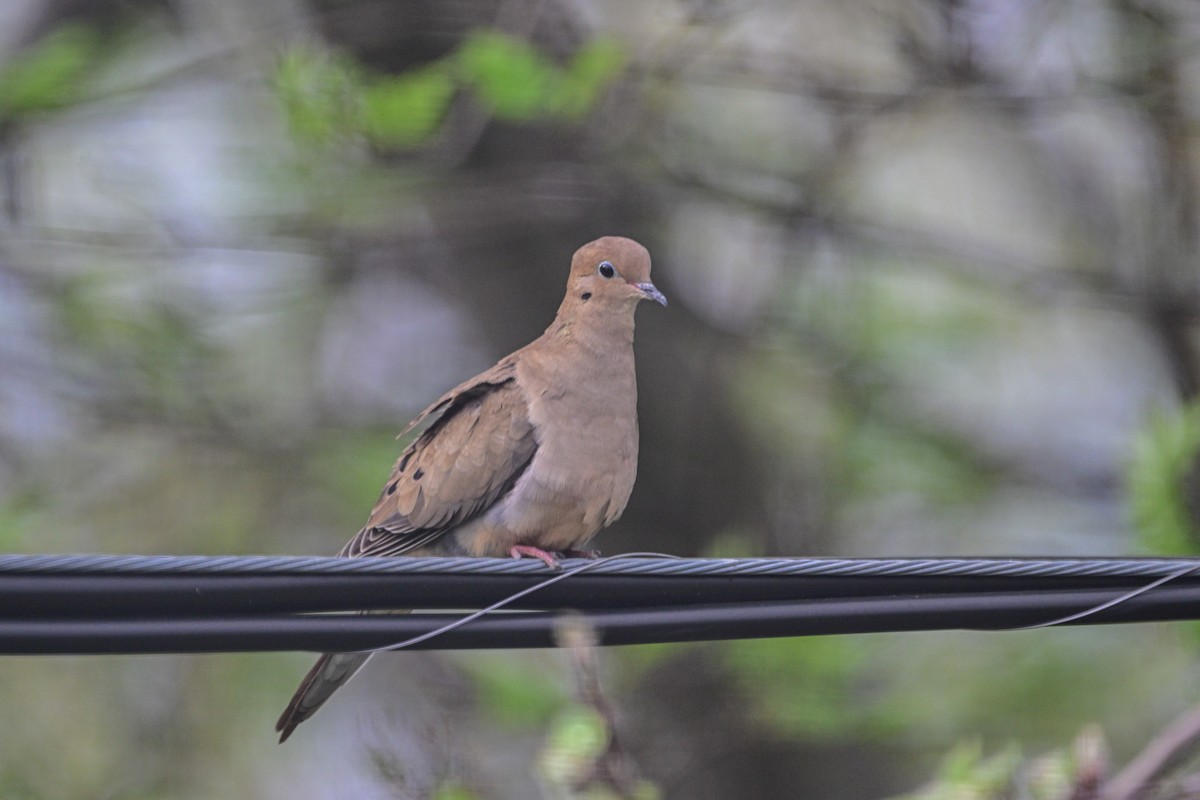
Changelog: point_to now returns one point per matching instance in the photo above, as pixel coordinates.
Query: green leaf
(321, 94)
(513, 79)
(48, 76)
(1164, 458)
(967, 775)
(406, 109)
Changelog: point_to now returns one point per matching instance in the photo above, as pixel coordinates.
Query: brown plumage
(532, 457)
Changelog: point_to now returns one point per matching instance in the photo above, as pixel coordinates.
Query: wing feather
(478, 445)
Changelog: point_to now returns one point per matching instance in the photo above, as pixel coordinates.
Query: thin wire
(1115, 601)
(193, 565)
(501, 603)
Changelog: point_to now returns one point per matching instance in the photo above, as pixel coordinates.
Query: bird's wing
(456, 469)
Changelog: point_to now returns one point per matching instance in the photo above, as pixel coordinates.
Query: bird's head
(611, 271)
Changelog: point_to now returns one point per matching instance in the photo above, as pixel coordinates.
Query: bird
(531, 458)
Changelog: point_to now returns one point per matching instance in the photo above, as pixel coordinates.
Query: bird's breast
(583, 470)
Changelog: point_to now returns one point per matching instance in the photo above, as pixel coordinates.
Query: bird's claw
(592, 555)
(528, 551)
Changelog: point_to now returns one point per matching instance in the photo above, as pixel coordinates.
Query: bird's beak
(652, 293)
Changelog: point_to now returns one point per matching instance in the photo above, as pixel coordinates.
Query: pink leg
(521, 551)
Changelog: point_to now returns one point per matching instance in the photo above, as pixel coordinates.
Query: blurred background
(934, 292)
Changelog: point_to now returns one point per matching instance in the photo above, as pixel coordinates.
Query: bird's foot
(592, 555)
(529, 551)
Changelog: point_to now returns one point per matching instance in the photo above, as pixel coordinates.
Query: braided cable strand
(245, 565)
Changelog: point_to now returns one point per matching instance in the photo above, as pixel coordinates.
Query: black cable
(41, 587)
(343, 632)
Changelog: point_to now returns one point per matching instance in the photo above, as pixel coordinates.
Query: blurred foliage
(328, 97)
(913, 256)
(822, 675)
(576, 741)
(51, 74)
(508, 695)
(966, 774)
(1162, 481)
(1067, 774)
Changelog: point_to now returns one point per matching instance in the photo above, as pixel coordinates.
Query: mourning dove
(529, 458)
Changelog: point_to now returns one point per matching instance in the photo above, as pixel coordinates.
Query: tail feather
(327, 675)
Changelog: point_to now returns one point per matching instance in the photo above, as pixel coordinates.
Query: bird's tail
(327, 675)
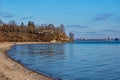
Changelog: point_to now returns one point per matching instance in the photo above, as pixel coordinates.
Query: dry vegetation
(31, 33)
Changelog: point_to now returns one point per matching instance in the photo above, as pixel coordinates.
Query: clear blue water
(75, 61)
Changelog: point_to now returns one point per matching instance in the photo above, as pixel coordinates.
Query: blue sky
(85, 18)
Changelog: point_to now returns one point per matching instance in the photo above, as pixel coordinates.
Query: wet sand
(12, 70)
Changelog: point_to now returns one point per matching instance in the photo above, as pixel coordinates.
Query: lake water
(71, 61)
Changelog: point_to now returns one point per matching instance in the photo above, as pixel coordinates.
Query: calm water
(77, 61)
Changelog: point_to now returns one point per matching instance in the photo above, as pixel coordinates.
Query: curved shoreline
(13, 70)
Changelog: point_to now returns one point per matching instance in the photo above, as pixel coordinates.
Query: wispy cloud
(27, 18)
(77, 26)
(103, 17)
(6, 15)
(111, 30)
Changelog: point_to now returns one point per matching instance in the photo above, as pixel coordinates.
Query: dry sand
(12, 70)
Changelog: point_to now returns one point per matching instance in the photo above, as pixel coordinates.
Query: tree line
(31, 32)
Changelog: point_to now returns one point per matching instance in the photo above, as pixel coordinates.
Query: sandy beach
(12, 70)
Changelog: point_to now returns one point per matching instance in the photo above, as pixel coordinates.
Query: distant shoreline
(12, 70)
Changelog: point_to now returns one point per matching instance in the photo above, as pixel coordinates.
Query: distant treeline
(12, 32)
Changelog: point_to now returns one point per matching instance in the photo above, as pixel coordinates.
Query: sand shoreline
(12, 70)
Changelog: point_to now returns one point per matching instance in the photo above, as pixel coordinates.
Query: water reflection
(71, 61)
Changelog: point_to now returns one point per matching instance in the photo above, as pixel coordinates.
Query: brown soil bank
(11, 70)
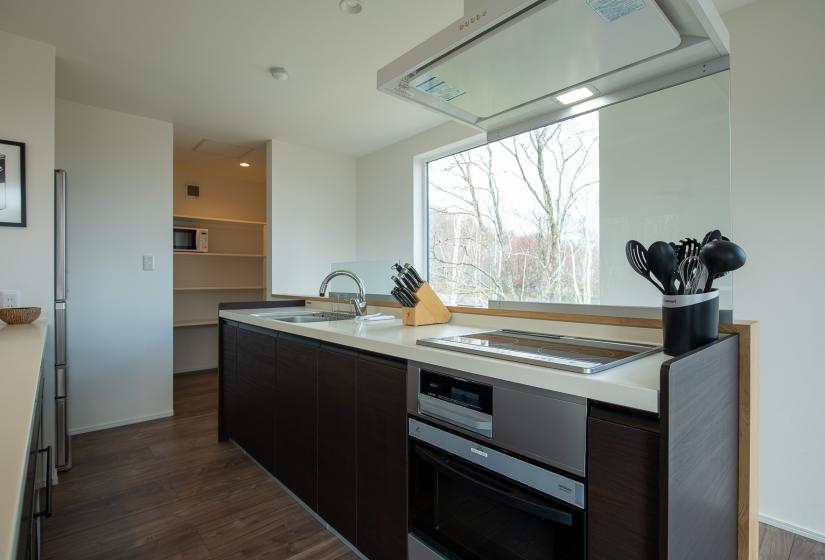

□ □ □

TASK GOAL -> Print every entry above again, exactly as written. Leave the images out.

OUTPUT OF THE EXERCISE ->
Changelog: point_to now returns one point per matching instance in the photo above, as pixel coordinates.
Query: green leaf
(321, 94)
(513, 79)
(48, 76)
(1164, 458)
(967, 775)
(406, 109)
Changelog: point_to now returns one point per matching instance in the photo above, as pixel coordinates.
Query: brown plumage
(532, 457)
Changelog: point_to now returns one point per matching instance in the photo above, as pixel coordinates.
Query: wing feather
(478, 445)
Changelog: point_to now returns one point per matching instance in the photo above, as pixel coordinates.
Query: thin wire
(1115, 601)
(193, 565)
(501, 603)
Changelog: point_to now returns one point per matching instance in the photo above, as pixel coordinates.
Query: bird's wing
(456, 469)
Changelog: point_to now returns one point per matching instance in the photo above, as pixel coordinates.
Query: bird's head
(611, 271)
Changelog: point_to now returns one point per matching instance in the photo above, as pixel coordinates.
Query: bird
(531, 458)
Changelog: point_to now returns one point per matching instance in the photo above, as pixel coordinates.
Query: bird's breast
(583, 470)
Changelog: point_to now returns one point per matching instance in the photo above, as pixel coordinates.
Query: bird's claw
(592, 555)
(528, 551)
Changelog: point_to now returns one point per matching instance in the photo above, as pixel coordinates.
Query: bird's beak
(652, 293)
Changelog: point_to now returns one point per matching instance in the photo above, as pixel coordinates.
Query: pink leg
(521, 551)
Changelog: point_to now returns one point per matching instance in the photo above, as pixel coordinates.
Query: blurred background
(934, 292)
Changelog: point_to now returns one point per matching instance in the photo above, as pixel coordinates.
Query: bird's foot
(592, 555)
(529, 551)
Changelog: point_to now returns one point per matching instance in the photo above, as pixel coordinates.
Query: braided cable strand
(245, 565)
Changelog: point_to now returns one point per matching instance in the photo above, as pixel coordinates.
Query: black cable
(41, 587)
(343, 632)
Changelog: point_to now returns one point per matching instance in the photo above, as pixel coordinates.
Query: blurred foliage
(328, 97)
(913, 256)
(822, 675)
(576, 741)
(51, 74)
(508, 695)
(966, 774)
(1162, 481)
(1067, 774)
Changelog: point_to now returns one point per matching instance in the photo above, as pixel coordinates.
Query: mourning dove
(529, 458)
Changelog: point_to now returns one point per matching instance in the photo above, as pixel coordinates.
Query: tail feather
(327, 675)
Changelog: point_to now returns one point per matching instance in the photo above, as pixel coordinates.
Query: bird's tail
(327, 675)
Changelog: point_to now returns one point per matching instance in the photo above, as pixel coordinates.
Query: dry vegetation
(31, 33)
Changelog: point_to now returns one point per matching instance in the photo above, as pixel coordinates.
Query: clear blue water
(75, 61)
Changelog: point_to now returns one point per matching instance in the photo above, as pixel coordinates.
Query: blue sky
(85, 18)
Changelog: point_to now returns one point per matching instance in the photo above, as pixel coordinates.
Query: wet sand
(12, 70)
Changelog: point_to now returns one point per matching instance in the photo above, as pixel coordinates.
Query: lake water
(71, 61)
Changelog: point_to now returns one point per matching instance in the photo above, as pixel coordinates.
Query: calm water
(77, 61)
Changelog: point_to now returns one point per matching instance in the photo above, as pixel coordinates.
Query: curved shoreline
(13, 70)
Changelog: point_to now returns one point per matching instance in the photo above, as pixel coordinates.
Query: wispy cloud
(27, 18)
(77, 26)
(103, 17)
(6, 15)
(111, 30)
Changelog: point_to now returns one point per matching instance in the photo above, as pixel coordinates.
Query: dry sand
(12, 70)
Changelog: point_to now returns one point per matching instance in the photo above, as pixel coordinates.
Query: tree line
(31, 32)
Changelog: point_to now returns one point per matching instance in the photo above, as pixel coordinates.
Query: sandy beach
(12, 70)
Changelog: point_to now returns one point per matching instance in the photo above, as pixel coordinates.
Query: distant shoreline
(12, 70)
Changelog: point_to now returns one point per matching instance in the photo above, as pixel coordinates.
Query: distant treeline
(12, 32)
Changelog: point_to now returns one point per matching instance in the photo above, as pixel coordinates.
Query: sand shoreline
(12, 70)
Changelog: point_to now returns one point per matching instance in the photo above, as pixel coordinates.
Query: water reflection
(71, 61)
Changelog: point_to now returns one point per matching instance in the photo above, as pixel coordinates.
Query: brown soil bank
(11, 70)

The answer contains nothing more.